_The problem_: Return nothing but the lines from the line containing "Where can you spot the landing" through the last line of the records, reproduced exactly.

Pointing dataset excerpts
****

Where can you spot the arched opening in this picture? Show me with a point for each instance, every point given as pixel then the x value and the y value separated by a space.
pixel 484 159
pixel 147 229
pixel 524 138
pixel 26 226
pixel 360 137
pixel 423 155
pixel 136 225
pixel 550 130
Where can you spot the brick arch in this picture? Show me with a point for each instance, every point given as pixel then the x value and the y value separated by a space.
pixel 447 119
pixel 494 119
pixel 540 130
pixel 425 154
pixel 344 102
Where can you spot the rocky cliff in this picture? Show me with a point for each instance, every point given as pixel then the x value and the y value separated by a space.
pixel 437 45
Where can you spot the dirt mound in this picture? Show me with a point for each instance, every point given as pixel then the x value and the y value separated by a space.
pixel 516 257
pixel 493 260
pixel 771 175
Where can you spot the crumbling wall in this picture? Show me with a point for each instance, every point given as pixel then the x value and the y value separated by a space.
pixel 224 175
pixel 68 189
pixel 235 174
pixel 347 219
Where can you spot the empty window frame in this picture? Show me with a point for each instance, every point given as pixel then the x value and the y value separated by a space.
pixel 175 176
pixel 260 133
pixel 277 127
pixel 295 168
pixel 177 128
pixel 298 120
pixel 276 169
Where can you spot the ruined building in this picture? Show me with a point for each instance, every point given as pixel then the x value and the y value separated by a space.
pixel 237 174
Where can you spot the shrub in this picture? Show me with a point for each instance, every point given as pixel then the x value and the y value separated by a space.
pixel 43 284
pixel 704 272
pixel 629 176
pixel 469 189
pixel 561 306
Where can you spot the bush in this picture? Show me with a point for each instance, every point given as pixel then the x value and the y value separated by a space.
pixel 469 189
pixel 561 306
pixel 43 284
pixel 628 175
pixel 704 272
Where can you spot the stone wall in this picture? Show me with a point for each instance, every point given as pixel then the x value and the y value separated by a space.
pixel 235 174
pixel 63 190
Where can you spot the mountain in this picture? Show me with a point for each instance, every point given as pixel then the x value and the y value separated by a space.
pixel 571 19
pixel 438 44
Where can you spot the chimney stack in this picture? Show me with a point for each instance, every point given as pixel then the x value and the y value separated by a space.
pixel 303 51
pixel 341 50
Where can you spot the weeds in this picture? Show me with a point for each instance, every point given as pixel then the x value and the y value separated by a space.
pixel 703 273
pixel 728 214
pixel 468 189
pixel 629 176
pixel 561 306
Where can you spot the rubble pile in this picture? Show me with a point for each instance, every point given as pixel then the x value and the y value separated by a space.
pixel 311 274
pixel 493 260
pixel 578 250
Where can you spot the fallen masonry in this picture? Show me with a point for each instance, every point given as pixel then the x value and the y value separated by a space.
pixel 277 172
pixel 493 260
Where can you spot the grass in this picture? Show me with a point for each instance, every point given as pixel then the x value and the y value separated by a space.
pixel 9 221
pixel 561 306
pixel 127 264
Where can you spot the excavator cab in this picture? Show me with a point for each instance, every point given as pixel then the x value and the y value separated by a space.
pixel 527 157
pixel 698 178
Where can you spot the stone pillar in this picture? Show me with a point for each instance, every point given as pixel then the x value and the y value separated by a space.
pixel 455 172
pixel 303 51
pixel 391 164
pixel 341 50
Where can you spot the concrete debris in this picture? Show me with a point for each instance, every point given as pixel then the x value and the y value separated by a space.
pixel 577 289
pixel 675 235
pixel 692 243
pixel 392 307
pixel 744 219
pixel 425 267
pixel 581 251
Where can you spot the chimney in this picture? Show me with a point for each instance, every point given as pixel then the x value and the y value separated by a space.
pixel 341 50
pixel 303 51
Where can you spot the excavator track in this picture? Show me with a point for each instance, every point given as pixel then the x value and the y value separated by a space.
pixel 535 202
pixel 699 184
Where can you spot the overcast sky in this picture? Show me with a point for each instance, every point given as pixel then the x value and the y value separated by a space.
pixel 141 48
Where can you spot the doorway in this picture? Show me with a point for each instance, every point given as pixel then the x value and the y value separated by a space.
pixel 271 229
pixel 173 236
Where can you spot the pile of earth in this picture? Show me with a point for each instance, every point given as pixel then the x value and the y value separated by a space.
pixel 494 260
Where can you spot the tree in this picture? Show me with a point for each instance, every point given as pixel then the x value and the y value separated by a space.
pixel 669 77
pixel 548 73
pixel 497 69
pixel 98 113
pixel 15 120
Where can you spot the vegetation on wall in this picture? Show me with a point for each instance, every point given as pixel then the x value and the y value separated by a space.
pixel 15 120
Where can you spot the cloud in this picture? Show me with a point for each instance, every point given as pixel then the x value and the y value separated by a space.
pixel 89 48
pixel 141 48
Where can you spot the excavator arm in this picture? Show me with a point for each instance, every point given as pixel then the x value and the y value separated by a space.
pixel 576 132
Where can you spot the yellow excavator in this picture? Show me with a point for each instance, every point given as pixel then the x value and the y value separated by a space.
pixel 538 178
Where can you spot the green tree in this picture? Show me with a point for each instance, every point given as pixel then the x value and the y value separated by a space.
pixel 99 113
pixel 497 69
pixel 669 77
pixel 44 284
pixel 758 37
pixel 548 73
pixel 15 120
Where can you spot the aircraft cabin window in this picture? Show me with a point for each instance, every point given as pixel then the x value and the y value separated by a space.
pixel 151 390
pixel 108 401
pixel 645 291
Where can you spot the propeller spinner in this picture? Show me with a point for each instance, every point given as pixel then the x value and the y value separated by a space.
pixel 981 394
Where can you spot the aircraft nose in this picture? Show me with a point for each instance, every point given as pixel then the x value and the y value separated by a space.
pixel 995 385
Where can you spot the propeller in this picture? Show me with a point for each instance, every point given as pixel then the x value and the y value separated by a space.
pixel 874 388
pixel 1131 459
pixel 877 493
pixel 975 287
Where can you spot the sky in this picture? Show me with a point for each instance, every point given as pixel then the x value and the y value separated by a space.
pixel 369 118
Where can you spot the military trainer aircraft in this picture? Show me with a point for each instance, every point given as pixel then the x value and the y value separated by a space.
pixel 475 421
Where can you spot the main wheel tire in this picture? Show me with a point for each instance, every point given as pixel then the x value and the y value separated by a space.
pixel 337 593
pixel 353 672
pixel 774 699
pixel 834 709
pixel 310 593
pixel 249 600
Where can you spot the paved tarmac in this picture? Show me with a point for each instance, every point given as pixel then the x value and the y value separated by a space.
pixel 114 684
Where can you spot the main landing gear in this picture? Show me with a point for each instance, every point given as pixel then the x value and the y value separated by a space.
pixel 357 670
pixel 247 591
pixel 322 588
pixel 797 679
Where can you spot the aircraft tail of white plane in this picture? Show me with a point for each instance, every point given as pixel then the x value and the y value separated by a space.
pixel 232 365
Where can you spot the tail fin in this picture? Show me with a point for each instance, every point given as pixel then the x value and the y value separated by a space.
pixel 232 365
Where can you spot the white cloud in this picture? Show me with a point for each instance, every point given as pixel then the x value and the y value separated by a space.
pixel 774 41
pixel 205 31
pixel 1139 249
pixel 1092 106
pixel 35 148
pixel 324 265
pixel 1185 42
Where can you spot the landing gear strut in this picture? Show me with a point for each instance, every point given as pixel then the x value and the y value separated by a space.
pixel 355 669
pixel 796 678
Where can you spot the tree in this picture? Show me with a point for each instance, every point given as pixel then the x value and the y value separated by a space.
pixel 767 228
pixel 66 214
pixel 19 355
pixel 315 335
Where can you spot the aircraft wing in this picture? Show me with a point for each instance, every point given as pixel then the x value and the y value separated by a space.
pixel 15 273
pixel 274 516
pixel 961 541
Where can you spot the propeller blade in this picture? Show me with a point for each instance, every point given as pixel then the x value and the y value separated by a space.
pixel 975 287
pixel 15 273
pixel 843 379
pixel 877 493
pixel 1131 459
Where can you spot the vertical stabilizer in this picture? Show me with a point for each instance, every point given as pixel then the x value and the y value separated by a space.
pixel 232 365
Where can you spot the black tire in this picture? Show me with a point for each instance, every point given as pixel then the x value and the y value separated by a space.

****

_Exercise response_:
Where can you spot the landing gear strut in this picture? Show me with a point for each instance, every point given as pixel then the x value and the y value separated by a space.
pixel 355 669
pixel 796 678
Where can you spot the tree in this picture? Show me with a point for each instance, every point given as pixel then the x value and the y value separated by a space.
pixel 767 228
pixel 66 214
pixel 19 355
pixel 315 335
Where can you spot the aircraft wing in this picture? Show me with a point for each instance, every point given as pixel then the x value and the y value separated by a space.
pixel 15 273
pixel 274 516
pixel 961 541
Where can you spot the propeller blade in this picture? Show me with a point for each instance, every point given as pixel then the x value and the y value separated by a space.
pixel 975 287
pixel 15 273
pixel 843 379
pixel 877 493
pixel 1131 459
Where can you spot the vertical stabilizer in this picture? Show me with a point for each instance, every point given as pixel then the x value and the y value separated by a space.
pixel 232 365
Where can you spot the black tire in this picture? Show me with a point for each instance, every point given as pixel then the x value and the y value separated by a space.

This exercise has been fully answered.